WORK INSTRUCTIONS:
(A) According to the family history, when and where was Uriah Henderson Taylor born?
(B) Name every son of James Taylor and Nancy Hiatt that the family history mentions.

DOCUMENT SECTION:
-- -- --
Friday, June 11, 2010
My father, Uriah Henderson Taylor (Heck) was born near Mt. Airy, North Carolina on May 14, 1851, the ninth of eleven children. His parents were James Taylor and Nancy Hiatt. They owned their farm, but all had to work very hard. They raised their own flax, and spun and made their cloth. They also raised sheep and made their woolen cloth. Some was made of linen and wool or cotton and wool, called linsey. They tanned the leather for shoes. I have heard my father tell about his father making shoes for his family. He would make one shoe all around and then make the other shoe all around.
The Civil War, although they lived in the South they didn't believe in slavery. Grandfather got a negro slave in trade one time, kept him a short time, and then traded him off. He didn’t want his children growing up any closer to negroes than he could help. They didn't want to fight but as the boys got older they were conscripted into the army and had to go. One brother, Gabriel, was killed in the war, another one, Charles, was wounded in the knee. He was sent home. An officer came around every so often to see when he would be able to go back. The night before the officer was to come, Charlie would pound his leg and have it all inflamed for the officer to see. The war ended before the third son, Evan, was old enough to go. Gabe, the one that was killed, sent his knapsack and bible home to his mother by his comrades. I don’t remember that they even knew where he was buried. My grandfather had heart trouble and was unable to work the last few years of his life. That seemed to be a weakness in so many of the Taylor family.
I don’t know that they belonged to any religion, but they believed in the Bible and its teachings. My parents have each read the Bible through twice. Grandfather would never allow a deck of playing cards in his house. Believing that no good ever came of them, so my father didn't know one card from another, and never did learn. The Taylors were considered to be honest and men of their word.
I understand that the Taylors came from England several-generations ago. Some of them marrying second cousins. I have heard my mother say that this is one reason she came west. She had married a Taylor, and she didn’t want her children to be marrying relatives. I heard Frank Hiatt say that some fellow said that the Taylors thought there was no one else good enough for them. Several of the Taylor and Hiatt families were married. My father was the youngest boy of the family. There were two girls younger than he. When his father died, he said that he wanted father to have the home place, but for him to take care of his mother and sisters as long as they wanted to stay with him. Father and his sister were married the same day, so he lost a sister and gained a wife.
About a year after they were married they decided to come to Utah. They sold their place and came to Utah. They had just enough money left when they got here to buy Grandma a cow. Father was to feed her. Mother said the cow was white and the butter that they made was white.
-- -- --
EXTRACTED DATA:
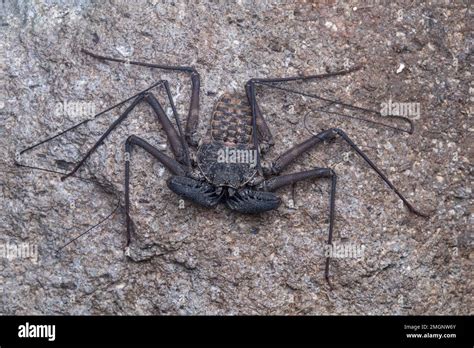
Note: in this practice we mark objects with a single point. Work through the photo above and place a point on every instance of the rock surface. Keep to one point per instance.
(198, 261)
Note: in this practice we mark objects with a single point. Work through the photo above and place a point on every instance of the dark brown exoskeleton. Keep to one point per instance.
(225, 166)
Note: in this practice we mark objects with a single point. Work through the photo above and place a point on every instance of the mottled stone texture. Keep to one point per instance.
(198, 261)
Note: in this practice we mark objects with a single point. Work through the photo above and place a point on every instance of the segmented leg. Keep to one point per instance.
(193, 113)
(176, 145)
(289, 179)
(172, 165)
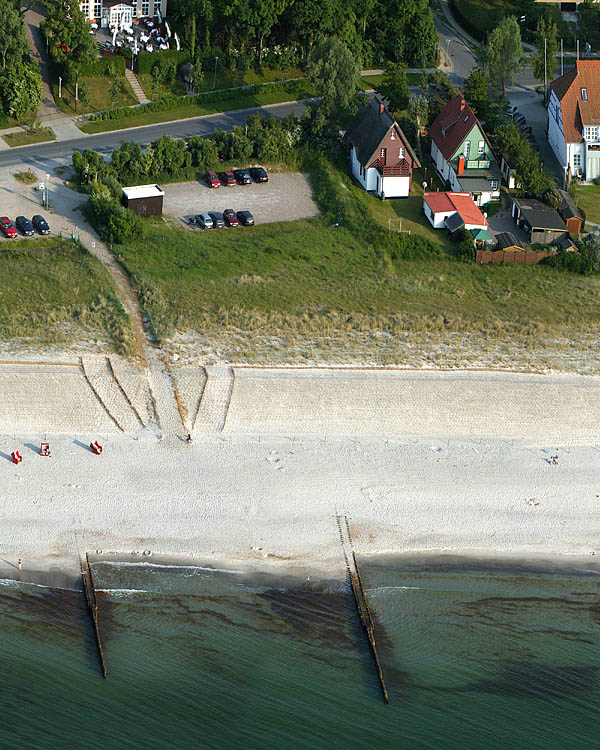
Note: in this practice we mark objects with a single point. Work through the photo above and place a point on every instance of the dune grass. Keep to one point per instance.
(54, 292)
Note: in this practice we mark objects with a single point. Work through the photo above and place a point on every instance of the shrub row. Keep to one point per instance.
(177, 102)
(105, 66)
(147, 60)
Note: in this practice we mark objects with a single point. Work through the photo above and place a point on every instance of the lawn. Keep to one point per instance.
(100, 95)
(587, 197)
(56, 292)
(145, 117)
(24, 139)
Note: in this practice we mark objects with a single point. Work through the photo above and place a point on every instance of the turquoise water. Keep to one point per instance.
(474, 657)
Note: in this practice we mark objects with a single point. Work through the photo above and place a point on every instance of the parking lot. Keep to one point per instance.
(18, 199)
(286, 197)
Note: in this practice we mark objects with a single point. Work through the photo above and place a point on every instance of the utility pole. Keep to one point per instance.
(545, 72)
(562, 58)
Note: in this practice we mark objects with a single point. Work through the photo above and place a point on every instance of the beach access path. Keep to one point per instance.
(459, 463)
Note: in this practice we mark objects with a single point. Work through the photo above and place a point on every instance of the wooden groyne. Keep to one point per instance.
(360, 597)
(89, 589)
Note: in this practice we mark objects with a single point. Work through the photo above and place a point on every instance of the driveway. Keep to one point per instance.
(286, 197)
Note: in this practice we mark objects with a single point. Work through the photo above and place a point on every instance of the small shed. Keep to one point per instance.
(542, 224)
(571, 215)
(145, 200)
(508, 241)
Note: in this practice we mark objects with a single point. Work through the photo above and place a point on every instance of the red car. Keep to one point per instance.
(7, 226)
(212, 180)
(227, 178)
(230, 218)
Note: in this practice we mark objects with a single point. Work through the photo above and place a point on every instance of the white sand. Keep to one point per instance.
(457, 460)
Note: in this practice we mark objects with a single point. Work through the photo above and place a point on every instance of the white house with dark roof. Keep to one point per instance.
(574, 120)
(381, 158)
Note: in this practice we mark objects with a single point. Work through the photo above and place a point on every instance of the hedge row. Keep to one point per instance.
(104, 66)
(176, 102)
(146, 60)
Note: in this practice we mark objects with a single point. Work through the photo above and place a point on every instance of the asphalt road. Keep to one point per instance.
(48, 156)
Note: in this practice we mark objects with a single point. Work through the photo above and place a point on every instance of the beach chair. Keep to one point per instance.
(96, 447)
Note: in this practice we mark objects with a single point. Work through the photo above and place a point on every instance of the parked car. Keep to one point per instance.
(242, 176)
(204, 221)
(245, 218)
(40, 224)
(230, 218)
(218, 220)
(258, 174)
(24, 225)
(7, 226)
(212, 180)
(227, 178)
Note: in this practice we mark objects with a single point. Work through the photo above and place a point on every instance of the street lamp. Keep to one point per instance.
(215, 76)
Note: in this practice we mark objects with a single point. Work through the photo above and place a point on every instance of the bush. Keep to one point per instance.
(147, 60)
(104, 66)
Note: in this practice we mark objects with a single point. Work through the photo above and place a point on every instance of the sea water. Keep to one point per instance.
(474, 656)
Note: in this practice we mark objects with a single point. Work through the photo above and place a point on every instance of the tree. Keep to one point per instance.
(21, 89)
(502, 56)
(394, 87)
(544, 62)
(67, 31)
(335, 76)
(476, 91)
(13, 42)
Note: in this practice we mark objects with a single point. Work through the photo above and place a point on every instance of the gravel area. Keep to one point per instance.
(286, 197)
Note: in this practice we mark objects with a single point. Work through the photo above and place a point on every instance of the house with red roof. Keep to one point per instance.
(574, 120)
(455, 212)
(381, 158)
(462, 153)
-- -- --
PROBLEM SOLUTIONS:
(A) Near Mt. Airy, North Carolina, on May 14, 1851.

(B) Uriah Henderson Taylor (Heck), Gabriel (Gabe), Charles (Charlie), Evan